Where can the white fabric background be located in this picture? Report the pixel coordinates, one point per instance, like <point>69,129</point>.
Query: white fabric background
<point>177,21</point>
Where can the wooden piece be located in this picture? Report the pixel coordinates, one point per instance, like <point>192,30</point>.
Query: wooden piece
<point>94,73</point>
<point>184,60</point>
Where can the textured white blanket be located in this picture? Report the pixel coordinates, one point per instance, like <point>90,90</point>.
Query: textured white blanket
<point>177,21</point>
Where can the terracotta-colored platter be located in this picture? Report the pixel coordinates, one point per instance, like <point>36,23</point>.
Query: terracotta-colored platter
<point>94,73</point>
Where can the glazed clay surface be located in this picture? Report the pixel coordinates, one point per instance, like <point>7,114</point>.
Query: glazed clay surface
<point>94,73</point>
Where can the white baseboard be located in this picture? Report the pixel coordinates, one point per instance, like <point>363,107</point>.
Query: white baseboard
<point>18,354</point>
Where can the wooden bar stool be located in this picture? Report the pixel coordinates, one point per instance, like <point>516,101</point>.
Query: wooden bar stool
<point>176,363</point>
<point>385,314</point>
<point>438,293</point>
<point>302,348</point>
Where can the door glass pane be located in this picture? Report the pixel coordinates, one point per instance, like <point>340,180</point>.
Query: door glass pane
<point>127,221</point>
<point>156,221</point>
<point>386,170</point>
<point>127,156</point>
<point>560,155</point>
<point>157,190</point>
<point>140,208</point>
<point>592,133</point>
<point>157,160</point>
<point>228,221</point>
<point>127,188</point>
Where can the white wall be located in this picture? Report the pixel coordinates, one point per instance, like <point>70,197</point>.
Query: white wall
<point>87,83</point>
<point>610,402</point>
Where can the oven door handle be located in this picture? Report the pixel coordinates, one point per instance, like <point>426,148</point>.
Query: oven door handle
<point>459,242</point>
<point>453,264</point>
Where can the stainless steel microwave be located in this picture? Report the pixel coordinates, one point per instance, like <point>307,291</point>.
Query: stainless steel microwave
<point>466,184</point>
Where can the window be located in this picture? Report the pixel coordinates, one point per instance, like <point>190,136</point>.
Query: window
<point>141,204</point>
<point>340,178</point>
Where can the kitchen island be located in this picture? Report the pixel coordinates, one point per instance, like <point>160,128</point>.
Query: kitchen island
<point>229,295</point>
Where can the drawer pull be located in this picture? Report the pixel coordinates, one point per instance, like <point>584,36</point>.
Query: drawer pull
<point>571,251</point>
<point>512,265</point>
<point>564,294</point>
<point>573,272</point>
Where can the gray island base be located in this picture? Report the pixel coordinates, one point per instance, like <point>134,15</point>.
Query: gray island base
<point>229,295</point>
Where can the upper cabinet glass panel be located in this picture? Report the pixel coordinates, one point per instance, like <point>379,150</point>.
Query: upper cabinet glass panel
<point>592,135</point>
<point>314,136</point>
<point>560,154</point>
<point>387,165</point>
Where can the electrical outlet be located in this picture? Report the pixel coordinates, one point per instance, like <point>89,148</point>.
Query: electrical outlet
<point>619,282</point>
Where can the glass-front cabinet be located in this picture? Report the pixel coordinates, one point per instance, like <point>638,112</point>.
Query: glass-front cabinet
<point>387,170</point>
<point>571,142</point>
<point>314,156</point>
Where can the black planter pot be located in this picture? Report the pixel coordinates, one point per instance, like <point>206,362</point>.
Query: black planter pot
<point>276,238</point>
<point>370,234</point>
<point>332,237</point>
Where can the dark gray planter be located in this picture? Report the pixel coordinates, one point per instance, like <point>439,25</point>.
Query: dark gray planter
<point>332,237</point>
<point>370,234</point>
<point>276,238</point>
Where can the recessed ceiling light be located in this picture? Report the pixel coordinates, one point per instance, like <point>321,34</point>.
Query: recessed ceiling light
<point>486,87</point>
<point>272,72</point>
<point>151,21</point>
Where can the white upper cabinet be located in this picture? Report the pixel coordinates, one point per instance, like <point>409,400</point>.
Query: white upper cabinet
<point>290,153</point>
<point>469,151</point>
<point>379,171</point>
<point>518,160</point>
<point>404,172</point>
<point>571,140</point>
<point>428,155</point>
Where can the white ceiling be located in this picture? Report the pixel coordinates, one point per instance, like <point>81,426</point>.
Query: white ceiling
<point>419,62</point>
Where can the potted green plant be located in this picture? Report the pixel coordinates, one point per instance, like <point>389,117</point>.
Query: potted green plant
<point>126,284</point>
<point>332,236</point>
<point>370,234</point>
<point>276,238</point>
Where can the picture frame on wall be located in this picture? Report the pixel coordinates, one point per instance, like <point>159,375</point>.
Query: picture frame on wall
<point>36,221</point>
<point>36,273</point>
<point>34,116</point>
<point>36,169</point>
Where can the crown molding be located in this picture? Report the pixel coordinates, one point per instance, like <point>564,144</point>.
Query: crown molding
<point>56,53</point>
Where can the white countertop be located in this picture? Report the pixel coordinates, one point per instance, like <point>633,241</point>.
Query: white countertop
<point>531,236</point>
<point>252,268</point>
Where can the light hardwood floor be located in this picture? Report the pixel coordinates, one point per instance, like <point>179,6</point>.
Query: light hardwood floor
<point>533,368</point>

============================================================

## WORK TO COMPLETE
Output the entire listing exactly as it appears above.

## YOUR SOLUTION
Where can the white fabric background be located in this picture? Report the pixel coordinates, one point per instance, like <point>69,129</point>.
Query: white fabric background
<point>177,21</point>
Where can the wooden piece be located in this picture? Report the pixel coordinates, one point per instance, like <point>192,30</point>.
Query: wooden piece
<point>94,73</point>
<point>184,60</point>
Where can the textured white blanket be located in this picture? Report the pixel coordinates, one point per instance, like <point>90,90</point>.
Query: textured white blanket
<point>177,21</point>
Where can the terracotta-colored platter be located in this picture? Report the pixel coordinates, one point per instance, like <point>36,23</point>.
Query: terracotta-colored platter
<point>94,73</point>
Where can the glazed clay surface be located in this picture? Report the pixel coordinates, one point per instance, like <point>7,114</point>.
Query: glazed clay surface
<point>94,73</point>
Where can the white baseboard be located in this picture? Report the pixel coordinates, one point per instance, like <point>363,107</point>.
Query: white baseboard
<point>18,354</point>
Where can the wooden bar stool be located in this picture? Report the pixel coordinates, one point per instance, like <point>516,101</point>.
Query: wooden bar stool
<point>176,363</point>
<point>385,314</point>
<point>438,293</point>
<point>302,348</point>
Where can the door glass pane be located in this picture? Report the pixel coordinates, one point per instance, like <point>340,180</point>.
Query: door glass pane
<point>127,221</point>
<point>156,221</point>
<point>386,170</point>
<point>127,156</point>
<point>560,155</point>
<point>157,190</point>
<point>140,208</point>
<point>592,133</point>
<point>157,160</point>
<point>228,221</point>
<point>127,188</point>
Where can the white wall be located in this picture? Report the pixel coordinates, one point per instance, like <point>70,197</point>.
Query: white wall
<point>87,83</point>
<point>610,402</point>
Where can the oven door handle be located in this picture? Report the pixel coordinates, one point per instance, like <point>426,148</point>.
Query: oven door handle
<point>459,242</point>
<point>453,264</point>
Where can the stainless steel microwave be located in this picture? Report the pixel coordinates, one point per instance, like <point>307,291</point>.
Query: stainless steel microwave
<point>466,184</point>
Where can the window be located in this picture? Report the pixel coordinates, one point per instance, like <point>190,136</point>.
Query: window
<point>141,204</point>
<point>340,178</point>
Where can the kitchen island be located in this picture? Report the pixel coordinates, one point per instance, like <point>160,128</point>.
Query: kitchen island
<point>229,295</point>
Where can the drawer pull be located in this picture? Report the pixel coordinates, one point per instance, like <point>584,36</point>.
Query: drawer pull
<point>571,251</point>
<point>512,265</point>
<point>564,294</point>
<point>573,272</point>
Where can the gray island base be located in this picture? Report the pixel coordinates, one point per instance, like <point>134,15</point>.
Query: gray island base
<point>229,295</point>
Where can the upper cabinet glass panel be located in this picture? Report the pixel coordinates, one point per instance, like <point>379,150</point>.
Query: upper cabinet glass panel
<point>592,135</point>
<point>314,136</point>
<point>560,154</point>
<point>387,165</point>
Where can the electrical outlet be located in this picture? Report the pixel coordinates, one point per instance, like <point>89,148</point>.
Query: electrical outlet
<point>619,282</point>
Where can the glass-front cabinet be located in this picture? Report the pixel coordinates, one point per instance, like <point>638,112</point>.
Query: glass-front cabinet
<point>387,170</point>
<point>571,142</point>
<point>314,156</point>
Where can the black planter pot be located in this picture? Report the pixel coordinates, one point per instance, like <point>206,362</point>.
Query: black planter pot
<point>276,238</point>
<point>370,234</point>
<point>332,237</point>
Where can the dark gray planter be located in this picture? Report the pixel coordinates, one point per instance, like <point>439,25</point>.
Query: dark gray planter
<point>332,237</point>
<point>370,234</point>
<point>276,238</point>
Where can the recessed ceiling light be located in this picture? Report the pixel coordinates, one point per instance, like <point>321,34</point>.
Query: recessed ceiling light
<point>486,87</point>
<point>272,72</point>
<point>151,21</point>
Where can the white upper cabinet be located in this picture? Report the pixel coordinates, one point per instance, like <point>409,400</point>.
Query: white upper cabinet
<point>290,153</point>
<point>469,151</point>
<point>379,171</point>
<point>518,160</point>
<point>404,172</point>
<point>571,140</point>
<point>428,155</point>
Where can the white ceiling be located in this picture? Report the pixel coordinates, one point per instance, like <point>81,426</point>.
Query: white ceiling
<point>419,62</point>
Where can the potted green plant be located in this picture? Report the pixel coordinates, one point per instance, like <point>389,117</point>.
Query: potted green plant
<point>126,284</point>
<point>332,236</point>
<point>370,234</point>
<point>276,238</point>
Where can the picture frame on wall be located in this picture? Report the pixel coordinates, one point per instance, like <point>159,375</point>.
Query: picture frame on wall
<point>36,221</point>
<point>36,273</point>
<point>34,116</point>
<point>36,169</point>
Where can the crown molding be located in this picture? Report the pixel coordinates, one point per instance, like <point>564,144</point>.
Query: crown molding
<point>56,53</point>
Where can the white countertop be located in this picture? Report the pixel coordinates, one point per instance, like <point>633,241</point>.
Query: white countertop
<point>531,236</point>
<point>252,268</point>
Where can the light hardwood floor be located in this picture? Report the pixel coordinates, one point per instance, like <point>179,6</point>.
Query: light hardwood floor
<point>533,368</point>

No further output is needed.